Material shown

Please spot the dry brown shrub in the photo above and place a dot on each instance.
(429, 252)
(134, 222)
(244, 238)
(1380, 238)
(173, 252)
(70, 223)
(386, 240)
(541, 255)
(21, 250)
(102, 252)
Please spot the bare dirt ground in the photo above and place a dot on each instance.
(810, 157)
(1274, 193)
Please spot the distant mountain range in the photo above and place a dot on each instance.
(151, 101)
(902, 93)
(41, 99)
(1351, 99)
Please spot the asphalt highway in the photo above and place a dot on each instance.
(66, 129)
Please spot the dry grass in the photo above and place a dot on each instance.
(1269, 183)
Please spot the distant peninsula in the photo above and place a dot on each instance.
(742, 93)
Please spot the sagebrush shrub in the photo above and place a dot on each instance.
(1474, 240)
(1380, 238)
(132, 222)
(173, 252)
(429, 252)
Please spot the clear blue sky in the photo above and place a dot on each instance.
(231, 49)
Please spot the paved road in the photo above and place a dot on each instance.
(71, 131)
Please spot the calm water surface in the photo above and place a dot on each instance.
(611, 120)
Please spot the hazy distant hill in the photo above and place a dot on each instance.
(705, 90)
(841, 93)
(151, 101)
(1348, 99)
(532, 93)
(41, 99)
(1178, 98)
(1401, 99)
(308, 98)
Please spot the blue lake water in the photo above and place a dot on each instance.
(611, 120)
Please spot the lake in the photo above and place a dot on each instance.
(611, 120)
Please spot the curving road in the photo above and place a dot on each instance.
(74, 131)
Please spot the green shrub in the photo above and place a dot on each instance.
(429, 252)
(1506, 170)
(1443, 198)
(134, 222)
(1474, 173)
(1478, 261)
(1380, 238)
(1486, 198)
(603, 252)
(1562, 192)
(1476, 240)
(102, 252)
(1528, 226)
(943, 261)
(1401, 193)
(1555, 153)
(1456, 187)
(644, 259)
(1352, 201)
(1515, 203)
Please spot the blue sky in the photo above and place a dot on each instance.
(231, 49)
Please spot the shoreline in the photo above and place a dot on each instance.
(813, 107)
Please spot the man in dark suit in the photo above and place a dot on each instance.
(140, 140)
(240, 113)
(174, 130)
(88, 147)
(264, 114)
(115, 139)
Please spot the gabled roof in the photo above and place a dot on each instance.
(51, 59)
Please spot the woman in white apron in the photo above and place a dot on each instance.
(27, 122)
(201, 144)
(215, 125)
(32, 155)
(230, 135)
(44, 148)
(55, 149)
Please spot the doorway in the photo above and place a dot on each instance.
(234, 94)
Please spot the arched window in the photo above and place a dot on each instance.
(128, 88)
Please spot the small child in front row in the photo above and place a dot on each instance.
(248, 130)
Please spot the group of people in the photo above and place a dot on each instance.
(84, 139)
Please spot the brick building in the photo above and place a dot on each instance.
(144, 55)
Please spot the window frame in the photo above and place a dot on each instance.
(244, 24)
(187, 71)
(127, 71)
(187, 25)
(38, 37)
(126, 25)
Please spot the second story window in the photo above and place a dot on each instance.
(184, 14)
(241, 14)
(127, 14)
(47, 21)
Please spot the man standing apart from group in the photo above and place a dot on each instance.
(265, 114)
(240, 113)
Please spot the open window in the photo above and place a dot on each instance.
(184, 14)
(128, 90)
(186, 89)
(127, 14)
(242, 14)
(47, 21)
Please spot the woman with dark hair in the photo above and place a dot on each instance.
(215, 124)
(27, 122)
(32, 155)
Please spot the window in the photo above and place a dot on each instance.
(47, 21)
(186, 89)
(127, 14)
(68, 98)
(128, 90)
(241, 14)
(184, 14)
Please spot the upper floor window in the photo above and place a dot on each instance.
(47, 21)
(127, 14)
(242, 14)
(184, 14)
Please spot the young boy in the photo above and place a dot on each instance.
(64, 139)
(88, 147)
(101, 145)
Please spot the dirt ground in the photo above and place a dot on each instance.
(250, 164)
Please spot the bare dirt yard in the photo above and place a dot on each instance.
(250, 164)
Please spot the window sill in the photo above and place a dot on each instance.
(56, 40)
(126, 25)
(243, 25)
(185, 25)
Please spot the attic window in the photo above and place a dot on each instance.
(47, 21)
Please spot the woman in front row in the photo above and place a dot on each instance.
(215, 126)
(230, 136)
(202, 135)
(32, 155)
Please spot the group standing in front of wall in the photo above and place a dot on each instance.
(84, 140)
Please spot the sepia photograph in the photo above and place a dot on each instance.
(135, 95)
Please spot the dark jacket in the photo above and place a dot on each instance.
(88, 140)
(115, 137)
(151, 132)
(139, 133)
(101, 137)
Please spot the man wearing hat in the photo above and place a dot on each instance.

What is required
The required output is an exact retyping of the lines from the one that contains "Please spot the young" through the last line of the material above.

Worked solution
Please spot the young boy in the photo above and place a dot on each instance.
(64, 139)
(88, 147)
(101, 145)
Please spot the dirt ground in the photo above and place a dot on each instance.
(250, 164)
Please spot the bare dirt yard in the photo above and place a dot on each instance.
(250, 164)
Please spot the window sill in the photo above and place a dot on each instance.
(56, 40)
(126, 25)
(243, 25)
(185, 25)
Please spot the attic window in the photo above and place a dot on each instance.
(47, 21)
Please spot the woman in front row in the photo above and place a dot on each instance.
(215, 126)
(230, 136)
(202, 135)
(32, 155)
Please spot the group standing in front of wall in the photo above and place a dot on each instance.
(84, 140)
Please spot the sepia photograph in the photo above and place a dot on each instance.
(135, 95)
Please spot the dark jacket in the photo above and place a dot on each instance.
(88, 140)
(115, 137)
(151, 132)
(139, 133)
(101, 137)
Please spot the man wearing hat in the photo above and place a dot on each instance.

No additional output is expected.